▸ **Passage for review**
Hypnotherapy in Pregnancy

The aim of hypnosis for childbirth, or hypnobirthing as it is commonly known, is to help you give birth in a relaxing, calm environment free from stress, anxiety or fear.
Being anxious, tense and stressed during labour (all very common feelings at this time) can prevent the birthing muscles of your body from working as they should. The hope is that by attending hypnobirthing classes you can learn techniques to foster a sense of calm and tranquillity.

What is hypnobirthing?

Hypnobirthing is the term used to describe using hypnosis in childbirth. The idea is that as an expectant mum, you attend hypnobirthing classes to learn self-hypnosis, relaxation and breathing techniques. You can then take what you’ve learnt into the delivery room.

The ultimate goal of hypnobirthing is to provide you with a better birthing experience. Of course, all births are different and hypnobirthing is not a guarantee that all will run smoothly. Rather, it looks to give you back control and a better chance of feeling relaxed, calm and happier throughout.

It is an increasingly popular choice for mothers looking for a natural approach, i.e. those who would rather steer clear of medication/drugs during the process. It is also popular for those who feel anxious about giving birth. This may be the case if it is your first child, or if you had a stressful past experience during childbirth.

During labour, if you feel anxious, highly stressed or even scared – stress hormones (like adrenaline) will be released into your body. Adrenaline is the hormone that puts us into ‘fight or flight’ mode. This means your blood will be pushed towards the bigger muscle groups in your limbs, in case you need to run away from the impending ‘threat’.

In this case, the perceived ‘threat’ is giving birth, something that no matter how fast you run, you cannot get away from! With the blood flowing more readily to these muscle groups, your womb is not getting as much blood/oxygen, which can make the muscles less efficient.

Stress hormones can also make the body less likely to produce oxytocin, the ‘love hormone’ which eases the pain of labour. While stress is naturally going to happen when you’re in labour, keeping it at a low level can help your body better cope with the process and help reduce your perception of pain.

I like to run sessions in groups, and talk about what fears you have, turning these fears away, thinking more positively about the massive journey you are about to embark into parenthood.

▸ **Exercise tasks**
**1.** From the hypnobirthing passage, extract the words from "Hypnobirthing is the" to "the delivery room.".
**2.** Answer these questions from the hypnobirthing passage:
(a) Which techniques do expectant mothers learn in hypnobirthing classes?
(b) Which hormone puts us into "fight or flight" mode?
(c) Which hormone does the passage call the "love hormone"?

Photo-based referring expression data:
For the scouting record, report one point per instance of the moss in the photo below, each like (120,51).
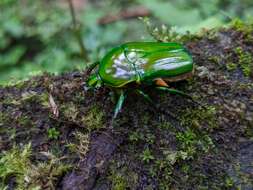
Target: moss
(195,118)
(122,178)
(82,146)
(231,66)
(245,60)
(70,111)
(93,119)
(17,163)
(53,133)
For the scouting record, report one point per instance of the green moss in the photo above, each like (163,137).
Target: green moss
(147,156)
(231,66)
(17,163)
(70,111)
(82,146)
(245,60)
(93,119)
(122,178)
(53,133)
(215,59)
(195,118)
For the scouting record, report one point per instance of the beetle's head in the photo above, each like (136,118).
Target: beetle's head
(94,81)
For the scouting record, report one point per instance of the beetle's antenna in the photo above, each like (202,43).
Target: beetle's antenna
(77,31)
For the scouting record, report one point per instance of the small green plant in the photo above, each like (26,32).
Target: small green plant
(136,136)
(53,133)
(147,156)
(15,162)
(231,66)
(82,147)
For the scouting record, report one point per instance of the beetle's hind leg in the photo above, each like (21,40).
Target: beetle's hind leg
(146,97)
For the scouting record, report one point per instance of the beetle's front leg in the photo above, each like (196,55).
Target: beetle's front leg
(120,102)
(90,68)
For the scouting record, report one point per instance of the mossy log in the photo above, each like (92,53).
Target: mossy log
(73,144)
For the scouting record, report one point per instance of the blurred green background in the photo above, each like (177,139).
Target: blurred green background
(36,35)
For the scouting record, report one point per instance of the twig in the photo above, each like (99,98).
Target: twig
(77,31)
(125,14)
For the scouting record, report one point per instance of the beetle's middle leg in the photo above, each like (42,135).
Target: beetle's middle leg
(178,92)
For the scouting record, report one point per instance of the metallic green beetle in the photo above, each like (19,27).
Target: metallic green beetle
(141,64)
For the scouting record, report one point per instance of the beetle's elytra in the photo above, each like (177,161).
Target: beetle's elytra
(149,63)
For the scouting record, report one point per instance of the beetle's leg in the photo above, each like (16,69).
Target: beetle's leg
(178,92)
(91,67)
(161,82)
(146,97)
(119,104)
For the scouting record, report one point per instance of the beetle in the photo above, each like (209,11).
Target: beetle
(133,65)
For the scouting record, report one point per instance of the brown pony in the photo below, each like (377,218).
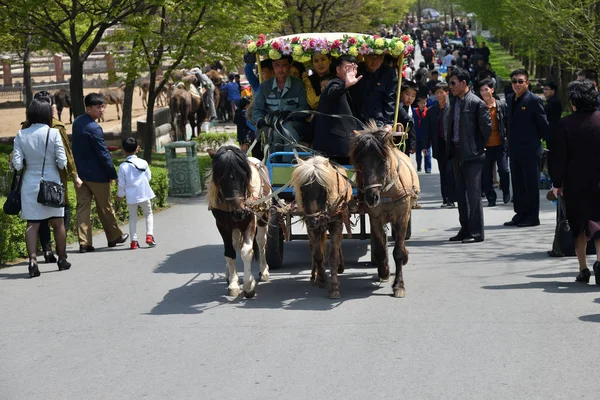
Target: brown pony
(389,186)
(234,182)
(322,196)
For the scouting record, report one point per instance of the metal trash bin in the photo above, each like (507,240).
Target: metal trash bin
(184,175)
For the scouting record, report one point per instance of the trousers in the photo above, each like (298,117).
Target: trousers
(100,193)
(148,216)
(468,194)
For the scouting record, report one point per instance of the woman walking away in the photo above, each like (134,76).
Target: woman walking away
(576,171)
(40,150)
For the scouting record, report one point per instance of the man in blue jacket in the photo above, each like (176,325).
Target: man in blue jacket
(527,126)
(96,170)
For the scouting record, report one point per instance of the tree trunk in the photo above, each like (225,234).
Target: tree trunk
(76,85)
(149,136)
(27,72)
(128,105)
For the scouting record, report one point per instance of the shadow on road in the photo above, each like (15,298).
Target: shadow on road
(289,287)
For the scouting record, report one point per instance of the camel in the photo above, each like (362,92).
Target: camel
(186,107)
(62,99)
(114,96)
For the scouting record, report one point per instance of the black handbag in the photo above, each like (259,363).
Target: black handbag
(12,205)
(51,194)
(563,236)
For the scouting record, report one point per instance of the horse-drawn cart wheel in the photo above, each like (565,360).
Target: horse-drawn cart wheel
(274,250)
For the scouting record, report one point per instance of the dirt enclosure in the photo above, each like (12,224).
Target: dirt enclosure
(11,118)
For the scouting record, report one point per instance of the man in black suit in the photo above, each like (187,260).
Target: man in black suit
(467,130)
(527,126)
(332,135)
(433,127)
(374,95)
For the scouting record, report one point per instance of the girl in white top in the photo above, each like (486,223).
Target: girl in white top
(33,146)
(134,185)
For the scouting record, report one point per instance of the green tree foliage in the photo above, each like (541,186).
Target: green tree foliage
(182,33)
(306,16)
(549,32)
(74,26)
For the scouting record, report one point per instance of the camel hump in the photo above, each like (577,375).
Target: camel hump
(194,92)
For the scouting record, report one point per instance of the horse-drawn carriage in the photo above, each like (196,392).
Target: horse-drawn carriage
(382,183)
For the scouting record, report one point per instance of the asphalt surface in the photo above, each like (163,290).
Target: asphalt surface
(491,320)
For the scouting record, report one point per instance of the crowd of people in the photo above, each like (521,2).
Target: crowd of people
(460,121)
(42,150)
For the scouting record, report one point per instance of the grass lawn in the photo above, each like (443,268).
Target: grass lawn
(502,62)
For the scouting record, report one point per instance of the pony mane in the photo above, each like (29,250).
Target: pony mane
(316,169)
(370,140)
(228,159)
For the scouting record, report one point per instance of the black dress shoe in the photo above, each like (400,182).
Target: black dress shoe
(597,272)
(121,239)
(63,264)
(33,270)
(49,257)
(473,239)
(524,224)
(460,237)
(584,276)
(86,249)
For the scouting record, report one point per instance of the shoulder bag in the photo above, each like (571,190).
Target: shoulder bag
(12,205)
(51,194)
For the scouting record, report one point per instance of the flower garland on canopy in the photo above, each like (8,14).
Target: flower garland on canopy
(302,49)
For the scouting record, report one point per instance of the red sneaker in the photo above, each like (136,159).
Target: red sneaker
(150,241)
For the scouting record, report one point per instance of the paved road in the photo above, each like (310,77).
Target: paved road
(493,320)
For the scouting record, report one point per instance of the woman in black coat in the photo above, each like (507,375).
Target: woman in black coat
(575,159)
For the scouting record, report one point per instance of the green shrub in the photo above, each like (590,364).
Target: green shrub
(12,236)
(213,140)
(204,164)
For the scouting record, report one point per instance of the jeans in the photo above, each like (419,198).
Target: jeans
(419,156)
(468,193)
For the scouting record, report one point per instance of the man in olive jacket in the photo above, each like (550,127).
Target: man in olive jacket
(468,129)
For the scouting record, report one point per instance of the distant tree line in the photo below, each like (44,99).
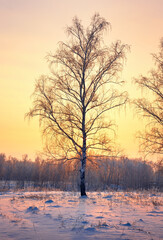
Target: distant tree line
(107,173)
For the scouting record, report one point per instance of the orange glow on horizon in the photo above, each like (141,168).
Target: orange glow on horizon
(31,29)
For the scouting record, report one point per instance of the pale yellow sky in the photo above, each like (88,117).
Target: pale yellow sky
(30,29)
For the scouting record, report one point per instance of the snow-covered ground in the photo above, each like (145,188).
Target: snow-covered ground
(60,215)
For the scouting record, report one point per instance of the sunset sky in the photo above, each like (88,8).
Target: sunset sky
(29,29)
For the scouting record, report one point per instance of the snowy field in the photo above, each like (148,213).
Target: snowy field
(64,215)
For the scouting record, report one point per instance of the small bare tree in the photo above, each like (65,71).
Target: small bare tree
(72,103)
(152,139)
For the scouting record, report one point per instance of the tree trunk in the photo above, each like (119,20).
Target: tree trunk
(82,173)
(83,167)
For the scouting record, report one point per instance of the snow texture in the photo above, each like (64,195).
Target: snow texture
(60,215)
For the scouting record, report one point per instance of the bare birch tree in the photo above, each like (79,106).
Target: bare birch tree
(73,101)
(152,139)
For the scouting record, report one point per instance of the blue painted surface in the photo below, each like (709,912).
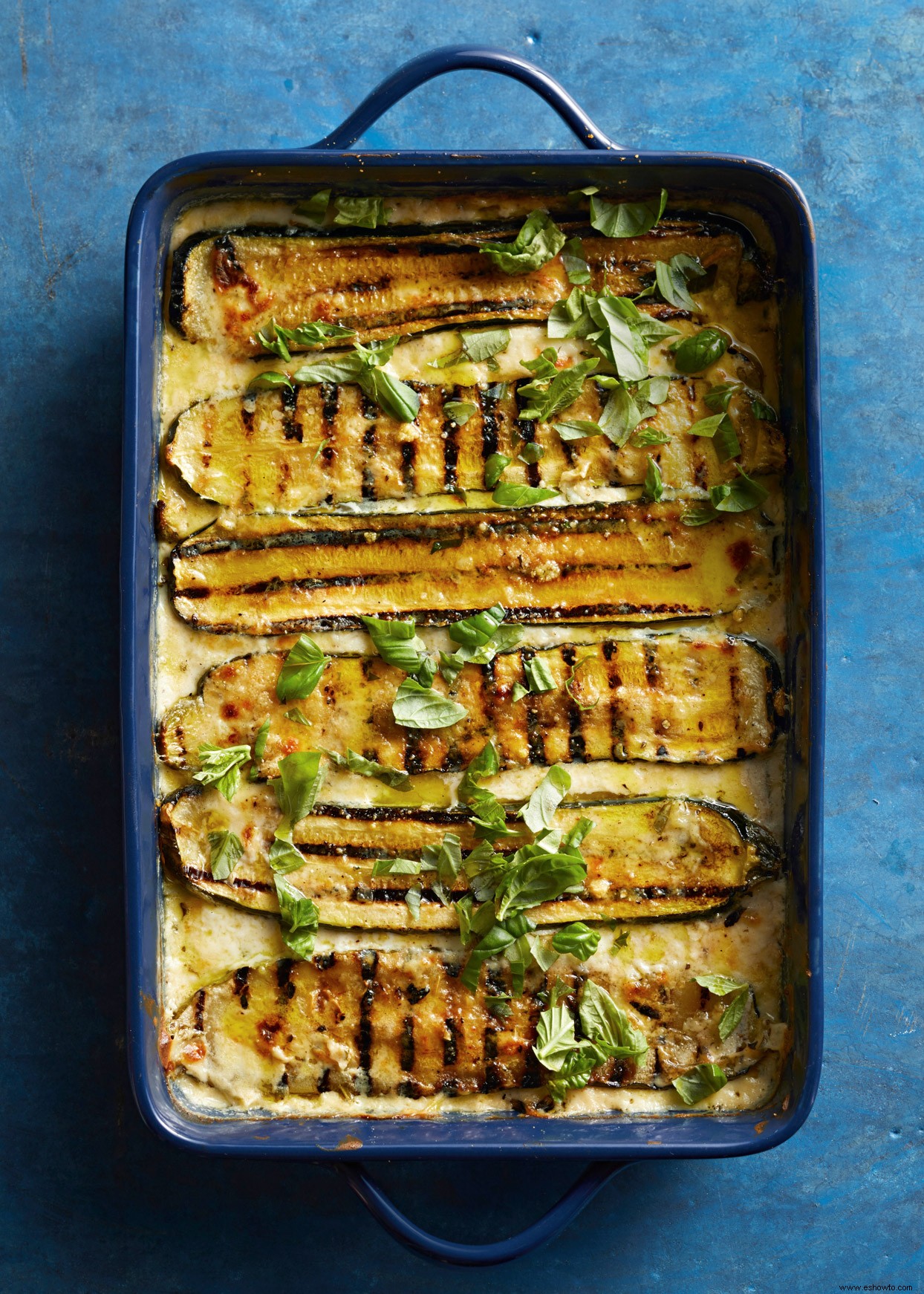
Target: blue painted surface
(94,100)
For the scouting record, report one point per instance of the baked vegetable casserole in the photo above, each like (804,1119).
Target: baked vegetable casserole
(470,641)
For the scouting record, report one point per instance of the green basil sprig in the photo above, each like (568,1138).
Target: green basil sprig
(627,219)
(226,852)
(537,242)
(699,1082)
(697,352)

▸ **Responses per task**
**1.**
Hypnobirthing is the term used to describe using hypnosis in childbirth. The idea is that as an expectant mum, you attend hypnobirthing classes to learn self-hypnosis, relaxation and breathing techniques. You can then take what you’ve learnt into the delivery room.

**2.**
(a) Self-hypnosis, relaxation and breathing techniques
(b) Adrenaline
(c) Oxytocin